United States District Court, N.D. Illinois, Eastern Division

May 21, 2014

DIANA LYNN GRANDEL, Plaintiff,
v.
CAROLYN W. COLVIN, Acting Commissioner of Social Security, Defendant.

ORDER

SHEILA FINNEGAN, Magistrate Judge.

Plaintiff Diana Lynn Grandel seeks to overturn the final decision of the Commissioner of Social Security ("Commissioner") denying her application for Disability Insurance Benefits ("DIB") under Title II of the Social Security Act. 42 U.S.C. §§ 416, 423(d). The parties consented to the jurisdiction of the United States Magistrate Judge pursuant to 28 U.S.C. § 636(c), and Plaintiff filed a motion for summary judgment. After careful review of the record, the Court now grants Plaintiff's motion and remands the case for further proceedings.

» **Exercise aim**: Please carry on the court order in the Grandel disability benefits case from its last sentence.

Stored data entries
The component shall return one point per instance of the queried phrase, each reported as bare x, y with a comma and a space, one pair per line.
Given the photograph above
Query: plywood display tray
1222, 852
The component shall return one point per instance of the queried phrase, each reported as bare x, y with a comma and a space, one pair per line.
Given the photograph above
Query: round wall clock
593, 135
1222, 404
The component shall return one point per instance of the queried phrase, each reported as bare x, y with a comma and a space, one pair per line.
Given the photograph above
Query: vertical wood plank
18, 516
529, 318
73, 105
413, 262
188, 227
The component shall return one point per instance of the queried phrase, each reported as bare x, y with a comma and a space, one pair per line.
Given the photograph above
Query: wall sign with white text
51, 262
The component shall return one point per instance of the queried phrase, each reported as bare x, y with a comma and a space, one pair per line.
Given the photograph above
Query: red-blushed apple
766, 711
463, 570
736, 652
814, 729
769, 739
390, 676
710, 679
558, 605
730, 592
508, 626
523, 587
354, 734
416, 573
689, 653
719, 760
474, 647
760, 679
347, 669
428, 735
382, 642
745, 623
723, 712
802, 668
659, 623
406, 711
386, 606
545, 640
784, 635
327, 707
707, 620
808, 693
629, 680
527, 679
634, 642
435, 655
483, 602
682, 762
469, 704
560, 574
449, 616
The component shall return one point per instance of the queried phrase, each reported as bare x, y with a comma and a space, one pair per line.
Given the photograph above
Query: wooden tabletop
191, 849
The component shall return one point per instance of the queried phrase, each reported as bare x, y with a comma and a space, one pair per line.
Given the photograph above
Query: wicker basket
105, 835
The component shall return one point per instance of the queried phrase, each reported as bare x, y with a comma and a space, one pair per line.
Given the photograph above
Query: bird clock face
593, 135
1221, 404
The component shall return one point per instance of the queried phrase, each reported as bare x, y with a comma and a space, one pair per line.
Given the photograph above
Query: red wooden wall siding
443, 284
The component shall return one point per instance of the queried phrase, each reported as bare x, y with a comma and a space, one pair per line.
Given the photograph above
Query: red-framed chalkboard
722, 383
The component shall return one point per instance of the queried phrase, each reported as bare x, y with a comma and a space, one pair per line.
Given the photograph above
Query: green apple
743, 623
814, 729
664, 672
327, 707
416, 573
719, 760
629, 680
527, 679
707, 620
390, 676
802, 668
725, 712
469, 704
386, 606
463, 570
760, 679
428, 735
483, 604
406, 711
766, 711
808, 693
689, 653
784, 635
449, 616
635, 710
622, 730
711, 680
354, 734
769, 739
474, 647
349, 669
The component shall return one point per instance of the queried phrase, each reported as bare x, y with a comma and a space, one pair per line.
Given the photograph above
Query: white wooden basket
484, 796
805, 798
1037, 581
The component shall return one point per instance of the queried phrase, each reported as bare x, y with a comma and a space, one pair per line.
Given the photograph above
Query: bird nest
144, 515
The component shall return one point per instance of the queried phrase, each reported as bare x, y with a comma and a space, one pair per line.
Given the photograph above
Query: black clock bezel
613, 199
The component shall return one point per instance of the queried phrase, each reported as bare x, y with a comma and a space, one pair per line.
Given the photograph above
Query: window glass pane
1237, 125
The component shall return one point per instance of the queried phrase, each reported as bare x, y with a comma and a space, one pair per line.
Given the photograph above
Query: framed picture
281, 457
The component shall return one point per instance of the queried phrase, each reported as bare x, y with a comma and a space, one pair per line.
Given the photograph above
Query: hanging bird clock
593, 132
==
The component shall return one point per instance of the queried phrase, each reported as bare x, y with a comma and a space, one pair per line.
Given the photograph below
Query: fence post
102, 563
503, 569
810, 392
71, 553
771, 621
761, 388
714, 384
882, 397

» **Output for this exercise**:
BACKGROUND

Plaintiff's last day of full-time work was March 8, 2009. (R. 77; 496; 518). She had been working since 2004 as a telemarketer selling insurance, but was let go. ( Id. ). She previously worked as a clerk in car dealerships and a sales clerk selling nutritional supplements, but was either fired from or quit those jobs due to mental breakdowns, anxiety attacks, paranoia or seizures at work. (R. 68; 77; 496; 518). Plaintiff reported living alone; after several suicide attempts, a court found her mentally unfit to care for her daughter (who was being raised by Plaintiff's brother and sister-in-law). (R. 41; 51).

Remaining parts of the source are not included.